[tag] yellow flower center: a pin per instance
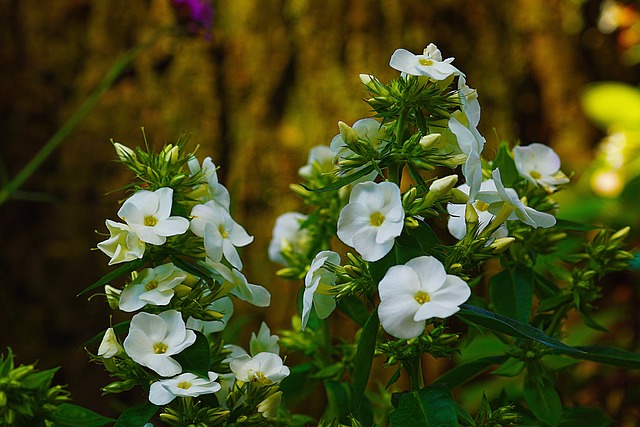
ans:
(151, 285)
(150, 221)
(160, 348)
(376, 219)
(422, 297)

- Task description -
Which lines of the material above contain the word "flower"? Copy each of those lines in full, treating uppercase and lowercase as different.

- Full output -
[tag] yellow flower center: a pin per instance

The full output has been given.